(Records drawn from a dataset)
•••
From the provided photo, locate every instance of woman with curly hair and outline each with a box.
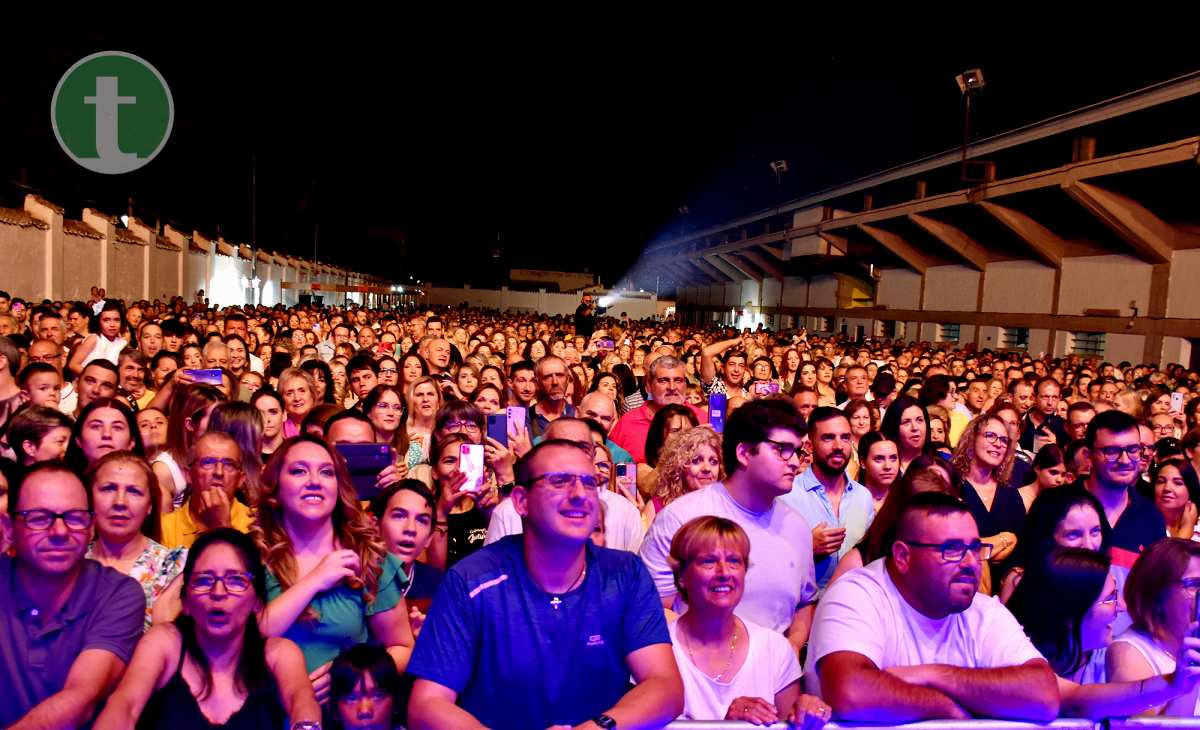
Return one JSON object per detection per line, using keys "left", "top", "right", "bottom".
{"left": 643, "top": 426, "right": 724, "bottom": 526}
{"left": 253, "top": 435, "right": 414, "bottom": 703}
{"left": 951, "top": 412, "right": 1024, "bottom": 570}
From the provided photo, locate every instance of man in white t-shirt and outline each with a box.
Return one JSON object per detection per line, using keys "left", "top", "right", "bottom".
{"left": 640, "top": 398, "right": 818, "bottom": 654}
{"left": 486, "top": 418, "right": 644, "bottom": 552}
{"left": 807, "top": 491, "right": 1059, "bottom": 723}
•••
**WHAT IS REQUIRED**
The records need to be restated word for word, minus any images.

**FINISHED TASK**
From the provided photo, locate every instance of woman with curly hair and outline each with a box.
Return one JSON object per detection per line, using keys "left", "top", "right", "bottom".
{"left": 643, "top": 426, "right": 724, "bottom": 526}
{"left": 253, "top": 435, "right": 414, "bottom": 703}
{"left": 951, "top": 412, "right": 1024, "bottom": 570}
From the provided photo, locate every instance of man in white t-shirt and outline each with a box.
Return one JSON object per detection per line, using keys "left", "top", "right", "bottom".
{"left": 640, "top": 398, "right": 818, "bottom": 654}
{"left": 486, "top": 418, "right": 644, "bottom": 552}
{"left": 807, "top": 491, "right": 1059, "bottom": 723}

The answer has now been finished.